## WRITTEN EXERCISE A
In the court opinion, on what date was the Amended Complaint filed?
## WRITTEN EXERCISE B
Reproduce part of the court opinion word for word, starting at the words "An Amended Complaint was" and ending after "Absecon, New Jersey.".

## TEXT SEGMENT
**********

The opinion of the court was delivered by: Hon. Joseph H. Rodriguez


This matter has come before the Court on a June 14, 2010 motion to dismiss by Defendants [6] and a June 17, 2010 motion for sanctions by the Plaintiff [7]. For the reasons set forth below, Defendants' motion to dismiss will be granted and Plaintiff's motion for sanctions will be denied.


Plaintiff pro se Juan Wiggins filed a Complaint with this Court on April 1, 2010, alleging breach of fiduciary duty by Union defendants, as well as a violation of equal protection and due process.

On April 13, 2010, this Court allowed Plaintiff leave to file an amended Complaint properly pleading subject matter jurisdiction.

An Amended Complaint was filed on April 30, 2010, pursuant to 42 U.S.C. §§ 1983, 1985, and 1986, alleging that Plaintiff was denied due process and equal protection by the Defendants, officials of UFCW Local Union No. 152, the International Union President, and Plaintiff's store manager, when Plaintiff was terminated from his position at the Village Shop Rite in Absecon, New Jersey.

The Amended Complaint asserts that on March 12, 2009, Bob Hawkins, a dairy manager at the Shop Rite, who was also the Union Shop Steward, called a meeting with Plaintiff and the store manager, Defendant Ricky Wilks, and recommended that Plaintiff be terminated for poor job performance. Plaintiff alleges that he should have been afforded the protection of the shop steward, since he was a member in good standing of Local 152. Apparently, Plaintiff then petitioned for a new shop steward, allegedly with some level of support from his fellow Union members.

On March 18, 2009, the Union's business agent, Defendant Carmine DelVicario, visited the Village Shop Rite and expressed the view that Plaintiff's petition should have been shared with the store manager. In doing so, Plaintiff alleges that the business agent violated Plaintiff's due process rights. Plaintiff also alleges that the store manager violated his rights when he asked Plaintiff about the petition, his union activities. At that point, the store manager instructed Plaintiff not to "do it on [Shop Rite's] time." (Am. Compl., p. 3.)

**********

## DATA SECTION
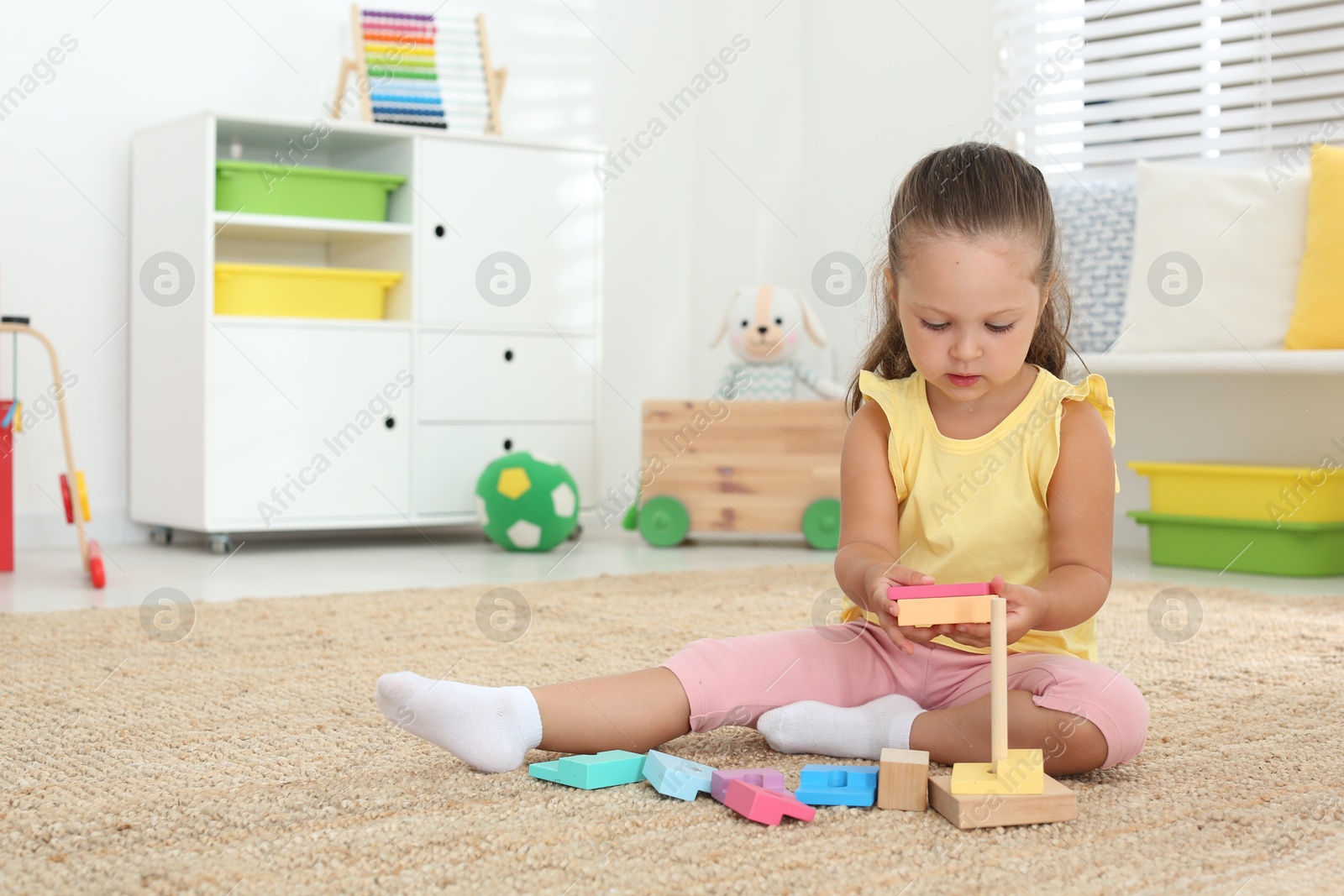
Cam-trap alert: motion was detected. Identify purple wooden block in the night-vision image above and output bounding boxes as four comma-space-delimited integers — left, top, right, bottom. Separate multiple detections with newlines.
710, 768, 788, 804
723, 778, 817, 825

**********

## COMPLETE RESPONSE A
April 30, 2010

## COMPLETE RESPONSE B
An Amended Complaint was filed on April 30, 2010, pursuant to 42 U.S.C. §§ 1983, 1985, and 1986, alleging that Plaintiff was denied due process and equal protection by the Defendants, officials of UFCW Local Union No. 152, the International Union President, and Plaintiff's store manager, when Plaintiff was terminated from his position at the Village Shop Rite in Absecon, New Jersey.